• **SOURCE MATERIAL**
┄┄┄┄┄┄
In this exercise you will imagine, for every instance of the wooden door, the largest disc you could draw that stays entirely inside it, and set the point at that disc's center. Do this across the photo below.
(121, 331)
┄┄┄┄┄┄
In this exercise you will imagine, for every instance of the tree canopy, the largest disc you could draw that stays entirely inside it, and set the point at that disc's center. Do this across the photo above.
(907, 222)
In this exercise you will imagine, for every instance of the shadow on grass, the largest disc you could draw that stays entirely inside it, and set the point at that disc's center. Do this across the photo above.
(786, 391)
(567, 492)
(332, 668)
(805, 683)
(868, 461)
┄┄┄┄┄┄
• **SET TASK**
Collect every line of the records above that contains the word "instance", and copy each of those lines in full.

• **COMPLETE RESPONSE**
In this exercise you will imagine, for every instance of the wooden door, the largest disc you could draw that stays entirely inside it, and set the point at that disc's center. Do this across the photo below.
In this exercise you will imagine, for every instance of the tree canopy, the largest disc you could draw that stays entirely inside it, and set the point at that disc's center. Do this across the photo above.
In this exercise you will imagine, for every instance of the shadow on grass, the largest disc you could draw that stays entirely inside it, and set the point at that disc's center. Do this across the photo above.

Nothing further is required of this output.